SOURCE -
>> Start

Object Detection Doesn't Find Any Objects Out of the Box

mawildoer commented 4 years ago

Thanks for all your work and tutorials. It's a great help getting started, but one road block I keep hitting is that your Object Detection example doesn't detect any objects in the test images when trained out of the box.

After looking through the output available, I noticed this message"Fail to load pre-trained weights-starting training from scratch" below the pull from this repo https://github.com/fchollet/deep-learning-models/

Is it possible it's missing getting the pre-weighted network and just trying to train off only two images?

Happy to help put in some of the leg work to help get this one solved.

AIWintermuteAI commented 4 years ago

Yes, I didn't provide any pre-trained models as of now. I probably should make a sample model available for each task (recognition, detection, segmentation). So it does train off with only two images. I can fix that this week or next. Or if you want to help, you can find/make some datasets, train example models and upload them somewhere for people to download. Then I can add link to models and mention you in readme. Overall, in my experience MobileNet7_5 feature extractor can successfully learn up to 10 classes for detection and recognition. Recognition possibly can learn more classes, but for my tasks I only care about top-1 results being correct and I need >80 percent accuracy at least.

mawildoer commented 4 years ago

Thanks Dmitry,

Are we not able to recycle the pre-trained weights from MobileNet or Yolo. Are we not able to use a partially trained network in the same manner?

Otherwise, yes, I'll throw together a dataset perhaps, COCO or VOC and see what I can train in Google CoLab tonight.

It certainly seems like there's no point in training it from the ground up for every case!

AIWintermuteAI commented 4 years ago

Well, there are two parts to networks used in aXelerate: frontend(Segnet, YOLO and Classifier) and backend(feature extractor). By default, if you choose Mobilenet, VGG16, Resnet backends, it will download and load pre-trained weights to feature extractor. But there's no pre-trained weights available for frontend part - the detection layer in case of YOLO. This is why, despite the Mobilenet uses weights pre-trained on ImageNet and outputs correct features you get no detections - because detection_layer hasn't been trained yet and cannot output correct bounding boxes yet.

>> End

TASKS AND EXERCISES -
#1 Answer these questions from the thread on object detection:
(a) According to the first reply, up to how many classes can the MobileNet7_5 feature extractor learn for detection and recognition?
(b) Which two datasets does mawildoer name as possible choices for training?
(c) Which three frontends of aXelerate networks does the last comment list?
#2 Repeat the passage of the thread on object detection between "Thanks for all" and "this one solved.", inclusive.
#3 Write the next part of the thread on object detection, picking up after its final comment.
The material after the thread on object detection comes from a separate source.

LISTED RECORDS -
>> Start

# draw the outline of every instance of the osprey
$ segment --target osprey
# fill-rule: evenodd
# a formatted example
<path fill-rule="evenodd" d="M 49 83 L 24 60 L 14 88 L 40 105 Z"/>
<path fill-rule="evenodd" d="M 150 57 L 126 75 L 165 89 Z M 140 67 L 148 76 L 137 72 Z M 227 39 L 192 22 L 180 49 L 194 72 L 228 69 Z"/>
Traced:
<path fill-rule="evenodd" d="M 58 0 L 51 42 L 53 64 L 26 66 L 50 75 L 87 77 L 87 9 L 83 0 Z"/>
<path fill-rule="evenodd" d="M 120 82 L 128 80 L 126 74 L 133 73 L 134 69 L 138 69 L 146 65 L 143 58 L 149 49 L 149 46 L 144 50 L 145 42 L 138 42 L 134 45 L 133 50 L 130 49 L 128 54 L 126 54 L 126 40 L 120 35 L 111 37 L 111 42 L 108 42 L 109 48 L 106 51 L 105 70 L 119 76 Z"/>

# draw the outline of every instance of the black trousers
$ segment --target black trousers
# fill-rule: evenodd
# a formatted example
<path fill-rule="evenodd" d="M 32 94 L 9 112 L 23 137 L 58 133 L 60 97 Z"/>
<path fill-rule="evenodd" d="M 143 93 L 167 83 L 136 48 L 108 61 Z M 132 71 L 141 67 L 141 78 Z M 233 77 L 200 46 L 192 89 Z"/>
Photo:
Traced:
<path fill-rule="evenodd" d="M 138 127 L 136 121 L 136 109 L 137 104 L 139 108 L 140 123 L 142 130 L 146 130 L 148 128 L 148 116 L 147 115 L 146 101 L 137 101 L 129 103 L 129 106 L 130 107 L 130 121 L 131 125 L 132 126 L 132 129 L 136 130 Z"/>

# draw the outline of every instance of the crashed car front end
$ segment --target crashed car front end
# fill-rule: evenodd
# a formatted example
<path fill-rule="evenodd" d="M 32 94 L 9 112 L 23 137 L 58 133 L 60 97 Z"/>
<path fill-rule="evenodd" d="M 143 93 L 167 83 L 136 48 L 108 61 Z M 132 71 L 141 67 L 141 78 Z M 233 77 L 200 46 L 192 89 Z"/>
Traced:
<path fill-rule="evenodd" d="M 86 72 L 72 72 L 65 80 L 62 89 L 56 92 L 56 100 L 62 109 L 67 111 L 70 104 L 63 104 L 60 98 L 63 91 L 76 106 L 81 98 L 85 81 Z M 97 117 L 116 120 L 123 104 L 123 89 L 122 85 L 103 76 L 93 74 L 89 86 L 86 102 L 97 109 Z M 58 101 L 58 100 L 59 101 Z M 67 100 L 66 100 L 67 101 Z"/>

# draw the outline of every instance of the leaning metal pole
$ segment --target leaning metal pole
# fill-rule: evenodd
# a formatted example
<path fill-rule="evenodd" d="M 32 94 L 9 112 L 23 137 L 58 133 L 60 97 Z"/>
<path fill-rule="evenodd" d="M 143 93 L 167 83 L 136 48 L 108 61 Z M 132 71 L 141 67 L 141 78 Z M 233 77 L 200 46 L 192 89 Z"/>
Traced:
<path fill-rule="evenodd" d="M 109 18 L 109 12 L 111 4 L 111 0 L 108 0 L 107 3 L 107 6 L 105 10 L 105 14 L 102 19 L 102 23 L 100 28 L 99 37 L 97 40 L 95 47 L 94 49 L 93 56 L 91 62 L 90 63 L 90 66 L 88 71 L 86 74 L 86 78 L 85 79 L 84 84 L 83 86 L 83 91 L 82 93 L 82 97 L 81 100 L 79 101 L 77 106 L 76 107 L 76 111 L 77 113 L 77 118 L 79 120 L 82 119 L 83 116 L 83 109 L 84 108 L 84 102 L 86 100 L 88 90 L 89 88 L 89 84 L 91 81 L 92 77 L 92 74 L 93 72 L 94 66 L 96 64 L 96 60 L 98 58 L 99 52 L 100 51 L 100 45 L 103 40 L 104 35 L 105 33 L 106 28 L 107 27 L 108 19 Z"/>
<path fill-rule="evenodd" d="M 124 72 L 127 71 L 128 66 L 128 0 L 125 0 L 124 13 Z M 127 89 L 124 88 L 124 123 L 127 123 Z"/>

>> End

RESULTS IN ORDER -
#1
(a) Up to 10 classes.
(b) COCO or VOC.
(c) Segnet, YOLO and Classifier.

#2
Thanks for all your work and tutorials. It's a great help getting started, but one road block I keep hitting is that your Object Detection example doesn't detect any objects in the test images when trained out of the box.

After looking through the output available, I noticed this message"Fail to load pre-trained weights-starting training from scratch" below the pull from this repo https://github.com/fchollet/deep-learning-models/

Is it possible it's missing getting the pre-weighted network and just trying to train off only two images?

Happy to help put in some of the leg work to help get this one solved.

#3
The last layer configuration depends on dataset you use(number of classes), so there's no point in making pre-trained weights available for it, except for demonstration purposes. Anyways, feel free to experiment :) COCO might be too large for MobileNet, PASCAL-VOC(or subset of it) should be okay.

careyer commented 4 years ago

Hi there... tried the Colab notebook as well but I suffer the same problem. The model trains but in the inference run no detections :-( It just spits out a folder with genuine untouched pictures.

What am I doing wrong? Can you please help?

AIWintermuteAI commented 4 years ago

Which notebook are you trying? And what is the dataset? There was a bug in inference script, which would perform detection as usual (as referenced by "... boxes detected" output), but output the original image instead of the image with boxes. I fixed in the the https://github.com/AIWintermuteAI/aXeleRate/commit/157a5d5d1231cffde07e52848afc6edc298b9bba Can you try again Object Detection notebook now? It works normal for me now. I also tried quick training from scratch on person detection notebook - works as well.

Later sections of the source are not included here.